### Excerpted data
>> START
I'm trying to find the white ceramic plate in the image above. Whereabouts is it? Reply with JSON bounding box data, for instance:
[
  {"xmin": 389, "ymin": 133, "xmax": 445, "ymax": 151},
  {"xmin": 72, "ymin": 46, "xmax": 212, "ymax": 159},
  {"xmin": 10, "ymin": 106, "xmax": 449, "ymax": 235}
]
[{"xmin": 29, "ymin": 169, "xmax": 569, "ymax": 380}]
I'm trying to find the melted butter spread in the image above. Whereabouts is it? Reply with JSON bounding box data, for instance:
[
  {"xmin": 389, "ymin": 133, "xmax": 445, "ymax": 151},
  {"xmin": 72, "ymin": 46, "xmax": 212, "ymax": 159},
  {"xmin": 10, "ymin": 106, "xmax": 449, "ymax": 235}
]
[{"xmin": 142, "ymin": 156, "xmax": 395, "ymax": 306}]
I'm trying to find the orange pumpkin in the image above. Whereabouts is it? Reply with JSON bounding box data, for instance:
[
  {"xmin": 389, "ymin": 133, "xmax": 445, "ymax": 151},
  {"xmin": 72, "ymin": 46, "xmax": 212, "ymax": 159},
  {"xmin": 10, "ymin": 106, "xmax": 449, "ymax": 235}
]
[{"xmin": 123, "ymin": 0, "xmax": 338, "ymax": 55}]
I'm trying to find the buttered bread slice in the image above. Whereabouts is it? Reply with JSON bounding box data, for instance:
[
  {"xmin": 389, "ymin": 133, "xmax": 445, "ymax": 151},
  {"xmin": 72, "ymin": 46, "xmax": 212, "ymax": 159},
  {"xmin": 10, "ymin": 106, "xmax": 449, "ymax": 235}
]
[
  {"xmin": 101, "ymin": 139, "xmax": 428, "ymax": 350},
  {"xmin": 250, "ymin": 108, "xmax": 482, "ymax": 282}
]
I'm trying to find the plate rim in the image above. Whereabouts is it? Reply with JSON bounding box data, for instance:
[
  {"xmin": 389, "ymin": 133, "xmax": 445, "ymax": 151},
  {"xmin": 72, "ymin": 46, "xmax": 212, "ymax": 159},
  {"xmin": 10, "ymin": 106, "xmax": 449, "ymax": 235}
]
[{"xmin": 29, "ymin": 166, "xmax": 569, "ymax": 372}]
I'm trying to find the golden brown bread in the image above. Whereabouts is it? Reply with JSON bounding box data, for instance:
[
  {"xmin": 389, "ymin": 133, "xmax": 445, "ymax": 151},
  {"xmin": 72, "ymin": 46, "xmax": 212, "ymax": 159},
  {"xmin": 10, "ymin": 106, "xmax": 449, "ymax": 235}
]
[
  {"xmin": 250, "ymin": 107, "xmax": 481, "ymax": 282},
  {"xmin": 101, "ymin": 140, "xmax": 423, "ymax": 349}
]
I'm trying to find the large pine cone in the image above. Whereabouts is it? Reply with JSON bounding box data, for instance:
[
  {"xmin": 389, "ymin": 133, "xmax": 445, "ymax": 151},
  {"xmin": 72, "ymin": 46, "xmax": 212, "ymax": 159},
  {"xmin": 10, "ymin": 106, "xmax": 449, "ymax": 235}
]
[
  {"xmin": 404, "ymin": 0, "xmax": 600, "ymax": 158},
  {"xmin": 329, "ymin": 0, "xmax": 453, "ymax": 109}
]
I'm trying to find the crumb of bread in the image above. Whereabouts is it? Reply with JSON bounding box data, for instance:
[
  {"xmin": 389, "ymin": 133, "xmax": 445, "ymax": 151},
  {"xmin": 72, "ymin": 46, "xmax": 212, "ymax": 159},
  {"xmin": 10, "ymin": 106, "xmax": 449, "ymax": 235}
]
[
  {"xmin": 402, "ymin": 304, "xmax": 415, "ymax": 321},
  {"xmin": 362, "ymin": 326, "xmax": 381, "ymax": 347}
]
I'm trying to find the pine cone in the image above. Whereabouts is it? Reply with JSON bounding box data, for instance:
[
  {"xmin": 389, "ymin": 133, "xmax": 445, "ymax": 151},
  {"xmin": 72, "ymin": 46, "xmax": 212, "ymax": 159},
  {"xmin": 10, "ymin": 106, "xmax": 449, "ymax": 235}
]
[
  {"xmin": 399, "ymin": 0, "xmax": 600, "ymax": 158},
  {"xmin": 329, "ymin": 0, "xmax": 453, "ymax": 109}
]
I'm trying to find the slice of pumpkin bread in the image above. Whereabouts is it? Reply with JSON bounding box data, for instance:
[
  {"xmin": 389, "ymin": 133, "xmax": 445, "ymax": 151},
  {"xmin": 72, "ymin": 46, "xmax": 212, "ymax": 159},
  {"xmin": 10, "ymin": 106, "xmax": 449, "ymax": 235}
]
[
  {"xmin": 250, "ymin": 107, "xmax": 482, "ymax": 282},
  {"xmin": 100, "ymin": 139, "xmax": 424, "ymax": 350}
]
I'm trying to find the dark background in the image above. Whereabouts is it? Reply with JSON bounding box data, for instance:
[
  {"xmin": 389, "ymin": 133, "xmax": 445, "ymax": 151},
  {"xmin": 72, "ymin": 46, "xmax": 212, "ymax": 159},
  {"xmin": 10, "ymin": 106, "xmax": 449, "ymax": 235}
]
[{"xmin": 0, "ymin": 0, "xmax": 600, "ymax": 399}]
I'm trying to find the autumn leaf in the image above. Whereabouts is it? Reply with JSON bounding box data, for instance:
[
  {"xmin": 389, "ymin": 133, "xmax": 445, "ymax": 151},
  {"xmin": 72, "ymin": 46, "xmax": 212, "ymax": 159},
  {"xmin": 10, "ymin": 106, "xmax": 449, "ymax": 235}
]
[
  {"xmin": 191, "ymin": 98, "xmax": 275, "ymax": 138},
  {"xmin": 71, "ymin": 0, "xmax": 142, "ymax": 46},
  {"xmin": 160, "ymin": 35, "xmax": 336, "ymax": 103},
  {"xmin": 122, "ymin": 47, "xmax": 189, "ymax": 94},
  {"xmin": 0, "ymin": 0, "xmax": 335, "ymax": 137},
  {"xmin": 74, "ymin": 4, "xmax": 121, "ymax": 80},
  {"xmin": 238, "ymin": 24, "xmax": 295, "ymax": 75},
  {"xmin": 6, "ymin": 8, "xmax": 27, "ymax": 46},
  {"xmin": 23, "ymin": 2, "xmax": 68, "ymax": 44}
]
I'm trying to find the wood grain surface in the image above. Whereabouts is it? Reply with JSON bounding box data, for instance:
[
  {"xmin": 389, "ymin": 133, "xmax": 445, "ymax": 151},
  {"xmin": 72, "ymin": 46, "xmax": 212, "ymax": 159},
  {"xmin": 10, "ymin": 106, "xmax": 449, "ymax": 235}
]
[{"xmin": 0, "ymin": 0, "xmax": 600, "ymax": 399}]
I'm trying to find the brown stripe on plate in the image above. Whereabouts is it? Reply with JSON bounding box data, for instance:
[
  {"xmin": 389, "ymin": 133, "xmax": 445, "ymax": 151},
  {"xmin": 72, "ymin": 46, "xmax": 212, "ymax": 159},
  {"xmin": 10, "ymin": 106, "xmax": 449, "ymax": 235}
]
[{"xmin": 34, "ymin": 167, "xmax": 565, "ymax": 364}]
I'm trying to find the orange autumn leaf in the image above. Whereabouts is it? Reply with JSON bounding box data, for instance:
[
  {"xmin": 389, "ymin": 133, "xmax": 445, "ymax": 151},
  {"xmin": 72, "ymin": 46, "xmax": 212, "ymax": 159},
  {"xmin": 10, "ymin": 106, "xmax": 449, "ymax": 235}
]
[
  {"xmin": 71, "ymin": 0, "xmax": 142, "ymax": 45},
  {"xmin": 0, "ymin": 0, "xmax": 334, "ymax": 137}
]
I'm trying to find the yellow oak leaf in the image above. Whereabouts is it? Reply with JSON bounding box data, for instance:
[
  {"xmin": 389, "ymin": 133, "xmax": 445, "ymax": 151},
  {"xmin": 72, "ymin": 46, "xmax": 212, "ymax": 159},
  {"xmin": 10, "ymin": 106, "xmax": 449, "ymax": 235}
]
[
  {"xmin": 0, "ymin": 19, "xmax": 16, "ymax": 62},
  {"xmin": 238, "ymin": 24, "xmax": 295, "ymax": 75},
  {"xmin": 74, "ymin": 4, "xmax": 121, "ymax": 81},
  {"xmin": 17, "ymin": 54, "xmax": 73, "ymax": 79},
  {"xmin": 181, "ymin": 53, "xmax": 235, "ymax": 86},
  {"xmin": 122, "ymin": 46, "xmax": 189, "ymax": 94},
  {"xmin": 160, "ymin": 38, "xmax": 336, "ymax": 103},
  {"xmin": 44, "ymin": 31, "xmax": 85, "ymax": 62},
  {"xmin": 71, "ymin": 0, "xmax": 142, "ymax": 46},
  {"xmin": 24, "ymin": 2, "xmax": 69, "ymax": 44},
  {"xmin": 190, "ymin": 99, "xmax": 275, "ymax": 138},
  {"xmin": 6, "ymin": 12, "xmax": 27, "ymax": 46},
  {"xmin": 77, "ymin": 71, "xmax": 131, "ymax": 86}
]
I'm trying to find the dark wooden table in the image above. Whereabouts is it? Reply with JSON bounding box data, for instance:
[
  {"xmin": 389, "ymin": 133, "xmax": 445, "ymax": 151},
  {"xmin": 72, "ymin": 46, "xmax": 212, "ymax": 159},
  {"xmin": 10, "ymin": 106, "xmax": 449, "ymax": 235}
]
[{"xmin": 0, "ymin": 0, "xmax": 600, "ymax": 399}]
>> END
### Exercise instructions
Extract every line from the rows above that contains the word "plate".

### Response to this exercise
I'm trying to find the white ceramic plate in the image above. Whereabouts is it? Reply with JSON bounding box data, for instance:
I'm trying to find the plate rim in the image above. Whereabouts is it? Reply with JSON bounding box data, for instance:
I'm trying to find the brown stripe on plate in the image above. Whereabouts is it? Reply with JSON bounding box data, for instance:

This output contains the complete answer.